**EXERCISE PROMPT**
Everything from the line with "Would you point out the cat in" to the last line of the material below is what to reproduce, exactly and with no other lines.

[[ RECORD EXTRACTS, beginning ]]

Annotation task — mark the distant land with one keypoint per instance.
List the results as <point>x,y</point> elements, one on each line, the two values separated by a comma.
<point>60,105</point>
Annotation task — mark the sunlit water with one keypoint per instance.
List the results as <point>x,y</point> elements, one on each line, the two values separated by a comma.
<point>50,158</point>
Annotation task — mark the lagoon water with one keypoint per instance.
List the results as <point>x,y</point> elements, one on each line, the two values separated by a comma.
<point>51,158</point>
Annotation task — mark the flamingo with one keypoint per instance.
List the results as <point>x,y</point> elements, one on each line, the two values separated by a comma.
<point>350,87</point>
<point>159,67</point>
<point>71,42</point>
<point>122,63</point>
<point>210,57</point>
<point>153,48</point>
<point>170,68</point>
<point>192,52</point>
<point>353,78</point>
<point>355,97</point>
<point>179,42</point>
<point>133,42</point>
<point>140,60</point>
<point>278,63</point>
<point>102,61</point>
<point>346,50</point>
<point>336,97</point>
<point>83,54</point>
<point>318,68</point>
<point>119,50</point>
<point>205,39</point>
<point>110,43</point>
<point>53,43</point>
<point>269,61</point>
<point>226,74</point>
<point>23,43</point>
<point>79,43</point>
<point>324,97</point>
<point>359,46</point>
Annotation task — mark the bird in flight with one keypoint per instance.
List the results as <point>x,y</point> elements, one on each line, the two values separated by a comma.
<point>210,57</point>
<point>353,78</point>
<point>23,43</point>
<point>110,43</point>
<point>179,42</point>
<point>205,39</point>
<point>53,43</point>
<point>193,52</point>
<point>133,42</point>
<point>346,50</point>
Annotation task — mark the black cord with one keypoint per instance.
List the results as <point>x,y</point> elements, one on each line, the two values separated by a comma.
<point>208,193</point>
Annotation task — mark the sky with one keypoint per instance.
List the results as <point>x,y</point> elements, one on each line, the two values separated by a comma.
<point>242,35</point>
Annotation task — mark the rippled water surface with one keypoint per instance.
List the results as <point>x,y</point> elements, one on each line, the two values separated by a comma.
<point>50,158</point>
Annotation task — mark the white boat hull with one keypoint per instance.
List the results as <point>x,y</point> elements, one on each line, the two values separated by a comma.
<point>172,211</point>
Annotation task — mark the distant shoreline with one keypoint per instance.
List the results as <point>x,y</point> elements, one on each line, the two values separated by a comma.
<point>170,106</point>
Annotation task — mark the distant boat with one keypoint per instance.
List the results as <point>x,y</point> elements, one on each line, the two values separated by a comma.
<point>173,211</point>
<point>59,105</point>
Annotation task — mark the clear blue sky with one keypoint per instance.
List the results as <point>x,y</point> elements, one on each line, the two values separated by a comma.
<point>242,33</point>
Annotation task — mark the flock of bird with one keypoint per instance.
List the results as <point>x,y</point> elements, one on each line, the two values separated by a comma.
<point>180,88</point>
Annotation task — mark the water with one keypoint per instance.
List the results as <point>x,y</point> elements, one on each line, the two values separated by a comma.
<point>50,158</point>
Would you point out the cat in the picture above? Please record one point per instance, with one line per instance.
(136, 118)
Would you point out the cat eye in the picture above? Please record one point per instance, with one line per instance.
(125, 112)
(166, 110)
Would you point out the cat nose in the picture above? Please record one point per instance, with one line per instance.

[[ RECORD EXTRACTS, end ]]

**FINISHED EXERCISE**
Would you point out the cat in the picture above? Please record one point per instance, with one line per instance.
(136, 118)
Would you point out the cat eye in the picture above? Please record one point per instance, with one line per instance.
(125, 112)
(166, 110)
Would you point out the cat nose in the picture above? Please record one point per instance, with one line per instance.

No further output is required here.